* WORK REQUIRED *
Rewrite the pruning text from "I will recall" down to "and after pruning.", changing every "errors" to "mistakes".

* PAGE TEXT *
-*-

Pruning is a way to make a decision tree simpler so it makes more generalization of the data better, leading to more accurate prediction and more readable interpretation. By this way, we can avoid overfitting. There are some methods in pruning, one of them is what C4.5 algorithm does. It’s called **pessimistic pruning** and based on statistical correction. Moreover, it takes only training set to build the tree and doesn’t need validation set or test set to estimate errors while pruning. We can make pessimistic estimate of the error rate by using the upper confidence limit (one-tail), which calculated with this formula:

$$e=\frac{f+\frac{z^2}{2N}+z \sqrt{\frac{f}{N}-\frac{f^2}{N}+\frac{z^2}{4N^2}}}{1+\frac{z^2}{N}}$$

where $N$ is the number of samples, $f=\frac{E}{N}$, $E$ is number of errors, and $z$ is z-score for confidence interval $c$. As the default, C4.5 will use 25% confidence interval so that $z=0.67$ (you can get the z-score by looking at Z table).

I will recall a decision tree from this post to make example how pruning is conducted. DT below is the process of pruning.

First, we start from the lowest level of node, which is health plan contribution. We’re going to compare errors before and after pruning.

### Node: Health Plan Contribution

#### Before Pruning

Branch | $E$ | $N$ | $f$ | $e$ |

None | 2 | 6 | 0.33 | 0.47 |

Half | 1 | 2 | 0.5 | 0.72 |

Full | 2 | 6 | 0.33 | 0.47 |

So instead of 33%, 50%, and 33% error rates from each branch, we will use the pessimistic estimate of 47%, 72%, 47% respectively. The final error is weighted error from three branches or leaves.

-*-

* SUPPLIED DATA *
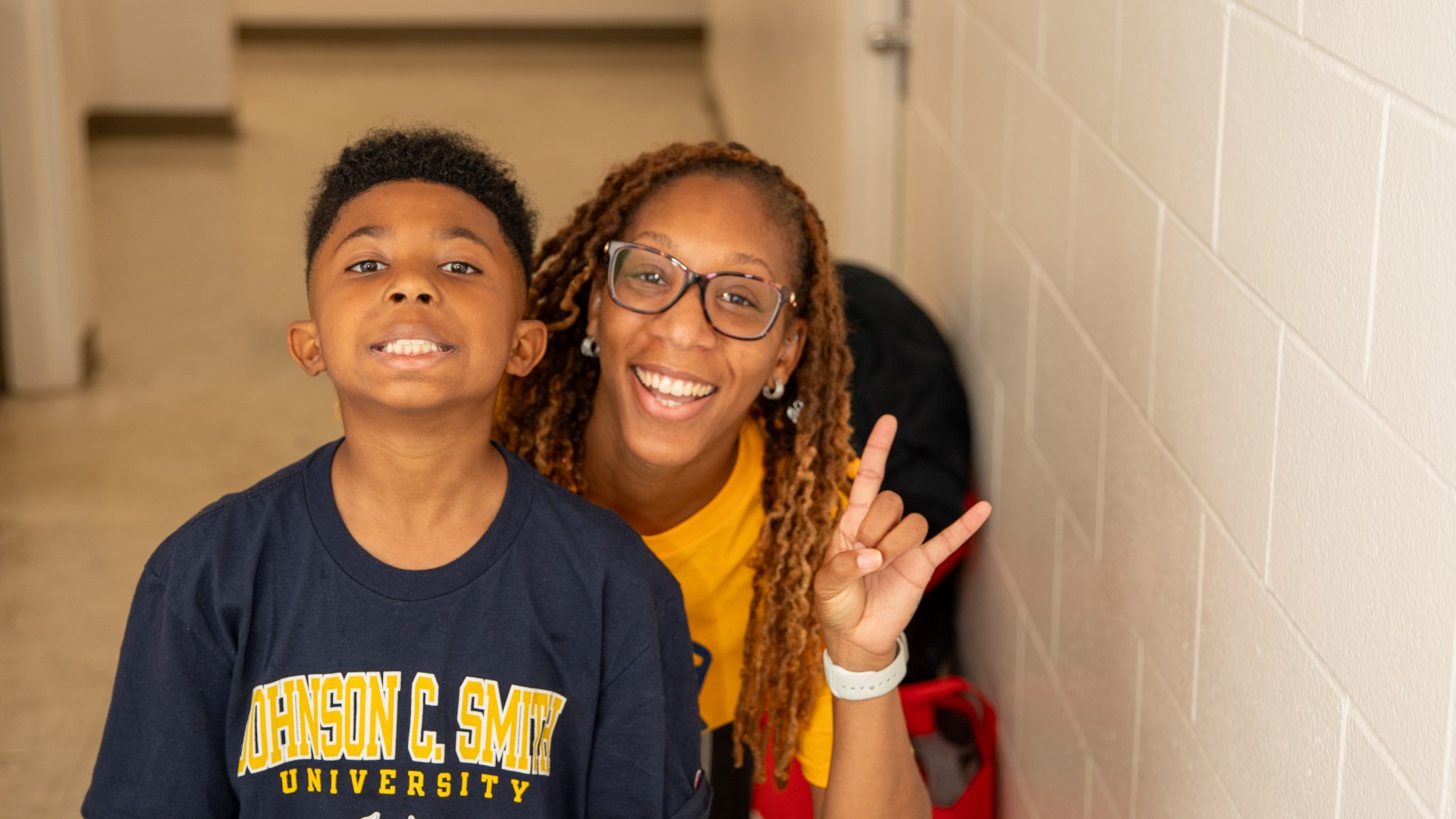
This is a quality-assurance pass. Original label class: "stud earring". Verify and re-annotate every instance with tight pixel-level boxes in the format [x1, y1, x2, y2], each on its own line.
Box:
[783, 398, 804, 427]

-*-

* ANSWER IN FULL *
I will recall a decision tree from this post to make example how pruning is conducted. DT below is the process of pruning.

First, we start from the lowest level of node, which is health plan contribution. We’re going to compare mistakes before and after pruning.